**WORK REQUEST:** Which lines in the rows below contain the word "negative"? Show each of them in full.

RECORDS Block Start

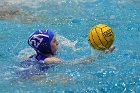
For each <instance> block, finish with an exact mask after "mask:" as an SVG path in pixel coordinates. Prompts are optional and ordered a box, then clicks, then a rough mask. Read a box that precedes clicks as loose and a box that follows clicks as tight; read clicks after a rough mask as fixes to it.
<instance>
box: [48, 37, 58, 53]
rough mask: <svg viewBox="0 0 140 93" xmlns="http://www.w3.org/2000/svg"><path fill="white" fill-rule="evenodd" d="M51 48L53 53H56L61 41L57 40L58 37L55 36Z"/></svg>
mask: <svg viewBox="0 0 140 93" xmlns="http://www.w3.org/2000/svg"><path fill="white" fill-rule="evenodd" d="M50 45H51V50H52V52H53V53H55V52H56V51H57V48H58V45H59V42H58V41H57V40H56V37H55V36H54V37H53V39H52V41H51V43H50Z"/></svg>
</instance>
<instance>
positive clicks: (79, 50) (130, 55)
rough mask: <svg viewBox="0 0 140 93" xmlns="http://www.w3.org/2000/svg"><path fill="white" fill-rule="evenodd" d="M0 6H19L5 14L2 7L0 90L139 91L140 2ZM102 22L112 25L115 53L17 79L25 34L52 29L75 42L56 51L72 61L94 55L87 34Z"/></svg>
mask: <svg viewBox="0 0 140 93" xmlns="http://www.w3.org/2000/svg"><path fill="white" fill-rule="evenodd" d="M5 2H7V3H8V4H7V3H5ZM0 6H1V7H3V6H4V7H3V9H5V11H9V10H10V11H16V10H19V12H18V13H15V14H14V13H9V12H5V13H7V15H6V14H3V15H5V16H3V15H2V13H4V12H2V10H0V12H1V13H0V16H1V17H0V68H1V69H0V93H140V52H139V51H140V47H139V45H140V41H139V40H140V1H139V0H28V1H26V0H18V1H16V0H10V1H9V0H4V1H0ZM10 15H12V16H10ZM99 23H105V24H107V25H109V26H110V27H111V28H112V29H113V32H114V34H115V41H114V45H116V46H117V48H116V49H115V51H113V53H111V54H104V55H103V56H100V57H98V58H97V59H96V60H95V61H94V62H87V63H86V62H85V63H84V64H59V65H55V66H54V67H52V68H50V69H49V70H48V73H46V74H45V75H41V76H38V77H35V78H33V79H29V80H22V79H19V78H18V79H17V78H16V76H15V74H14V73H15V69H16V68H17V67H16V64H18V62H19V61H21V60H20V58H19V53H20V51H22V50H24V49H27V48H28V47H29V46H28V44H27V38H28V36H29V35H30V34H31V33H32V32H33V31H34V30H37V29H48V28H49V29H50V30H52V31H53V32H54V33H55V34H57V35H61V36H62V37H65V38H67V39H68V40H69V41H70V42H71V43H74V42H76V41H77V43H76V45H75V46H73V47H72V46H71V43H70V45H67V46H61V47H60V49H59V50H58V55H57V56H58V57H60V58H62V59H63V60H65V61H66V62H67V61H70V62H71V63H72V62H73V63H74V62H75V60H76V61H77V62H78V61H79V60H78V59H80V58H83V57H85V56H88V55H91V53H92V54H93V55H95V54H94V51H93V50H92V52H91V46H90V45H89V44H88V41H87V34H88V31H89V30H90V28H91V27H92V26H94V25H96V24H99ZM30 52H31V51H30ZM31 53H32V52H31ZM95 56H96V55H95ZM17 59H18V60H17ZM73 60H74V61H73Z"/></svg>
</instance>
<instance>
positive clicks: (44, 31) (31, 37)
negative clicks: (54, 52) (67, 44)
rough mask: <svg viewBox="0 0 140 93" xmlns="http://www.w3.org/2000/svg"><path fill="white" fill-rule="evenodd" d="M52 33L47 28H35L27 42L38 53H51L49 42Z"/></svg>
mask: <svg viewBox="0 0 140 93" xmlns="http://www.w3.org/2000/svg"><path fill="white" fill-rule="evenodd" d="M53 37H54V34H53V32H51V31H48V30H37V31H35V32H34V33H32V34H31V35H30V37H29V39H28V44H29V45H30V46H31V47H32V48H33V49H34V50H35V51H36V52H37V53H39V54H49V53H51V54H53V53H52V51H51V46H50V42H51V40H52V39H53Z"/></svg>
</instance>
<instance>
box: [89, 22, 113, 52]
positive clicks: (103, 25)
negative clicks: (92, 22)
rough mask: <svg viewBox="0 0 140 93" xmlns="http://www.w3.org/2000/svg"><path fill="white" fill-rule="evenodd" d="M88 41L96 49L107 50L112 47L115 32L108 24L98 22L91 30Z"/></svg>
mask: <svg viewBox="0 0 140 93" xmlns="http://www.w3.org/2000/svg"><path fill="white" fill-rule="evenodd" d="M88 41H89V43H90V45H91V46H92V47H93V48H94V49H97V50H105V49H108V48H110V47H111V45H112V43H113V41H114V33H113V31H112V29H111V28H110V27H109V26H107V25H106V24H98V25H95V26H94V27H92V28H91V30H90V31H89V33H88Z"/></svg>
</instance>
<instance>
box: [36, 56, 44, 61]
mask: <svg viewBox="0 0 140 93" xmlns="http://www.w3.org/2000/svg"><path fill="white" fill-rule="evenodd" d="M45 58H47V56H44V55H41V54H37V55H36V59H37V60H38V61H41V60H42V61H43V60H45Z"/></svg>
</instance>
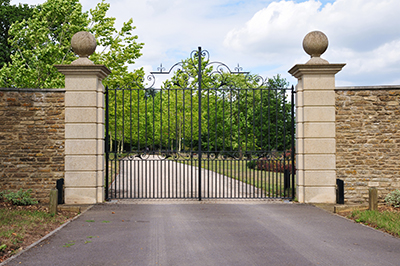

RECORDS Block End

**WRITTEN RESPONSE:**
negative clicks: (54, 52) (67, 44)
negative clicks: (92, 22)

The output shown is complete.